#### Exercise
Please print every line of the material below exactly.

#### Records provided
====================

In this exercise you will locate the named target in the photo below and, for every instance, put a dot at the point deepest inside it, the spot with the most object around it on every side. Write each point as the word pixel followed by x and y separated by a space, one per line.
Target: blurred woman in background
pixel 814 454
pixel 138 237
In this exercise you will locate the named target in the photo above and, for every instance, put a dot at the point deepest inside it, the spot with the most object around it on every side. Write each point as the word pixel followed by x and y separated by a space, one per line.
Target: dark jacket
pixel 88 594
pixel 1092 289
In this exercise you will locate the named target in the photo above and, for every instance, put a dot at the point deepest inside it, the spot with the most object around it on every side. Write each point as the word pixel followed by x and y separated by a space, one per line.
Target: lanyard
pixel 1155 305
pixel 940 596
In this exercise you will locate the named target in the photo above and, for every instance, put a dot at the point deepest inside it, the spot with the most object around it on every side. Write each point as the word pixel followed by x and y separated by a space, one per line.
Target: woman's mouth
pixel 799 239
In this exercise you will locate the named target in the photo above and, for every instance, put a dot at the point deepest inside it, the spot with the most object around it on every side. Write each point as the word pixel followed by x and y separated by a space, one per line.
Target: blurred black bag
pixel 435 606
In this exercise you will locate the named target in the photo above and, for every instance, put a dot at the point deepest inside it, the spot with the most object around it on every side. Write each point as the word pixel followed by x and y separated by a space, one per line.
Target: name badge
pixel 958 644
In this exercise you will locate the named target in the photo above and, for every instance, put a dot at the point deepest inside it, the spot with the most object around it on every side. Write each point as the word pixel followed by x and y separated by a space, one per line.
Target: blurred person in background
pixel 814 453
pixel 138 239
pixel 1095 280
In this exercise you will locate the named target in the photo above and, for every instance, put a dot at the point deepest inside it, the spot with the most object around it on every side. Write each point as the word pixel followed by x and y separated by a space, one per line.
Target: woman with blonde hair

====================

#### Result for this task
In this exercise you will locate the named target in the photo below and, for every instance, put a dot at the point deepest inside it, the spot with the most object around it on every side. Write each point as the word pixel followed by x and y separated by a space, one per line.
Target: blurred woman in background
pixel 814 454
pixel 138 237
In this exercise you will locate the named target in the photo above and, for every instance, put a dot at the point deepest inside it, the spot with the most object around it on every side. Write each point as the word pixel followed by x and y separated by a space, one per line.
Target: dark jacket
pixel 88 594
pixel 1092 289
In this exercise you will locate the named target in the photo above and, for every instance, put a dot at the point deepest inside it, the spot with the most object around it on every side. Write each point as the word pixel followed by x and y separated by a space, one per line.
Target: lanyard
pixel 1155 305
pixel 940 596
In this exercise you will locate the named target in the photo above and, for every instance, put a dot at the point deepest inside it, the spot with the most object around it on every side. Write each point as the word pixel followed by x and y separated by a space, one per line.
Target: woman's mouth
pixel 799 239
In this exercise you will locate the named target in the photo above and, for every instance, put a dot at the point deepest inside it, the spot with the most object around it on every side. Write each point as the word pixel followed by x and y separated by a space, one per line.
Target: blurred black bag
pixel 435 606
In this exercise you will locate the named target in the photo above and, for every instance, put a dot at the point deepest inside it, the spot with the most object around it on every side. Write each point as the word pixel followed by x and y separated by a space, one per line.
Target: name badge
pixel 958 644
In this exercise you will locate the named target in the photo above and, for every instance, put a dot at the point deepest inside it, the spot with the most object around it on every side. Write each point as the word pixel followed by x and y separated by a space, one per line.
Target: blurred person in background
pixel 814 453
pixel 138 239
pixel 1095 280
In this exercise you will locate the named target in the photo above and, for every instance, put a dot at the point deepest inside it, the spot with the most object around it on every side. Write each point as the word pixel followed by x and y separated by a space, one per line.
Target: woman with blonde hair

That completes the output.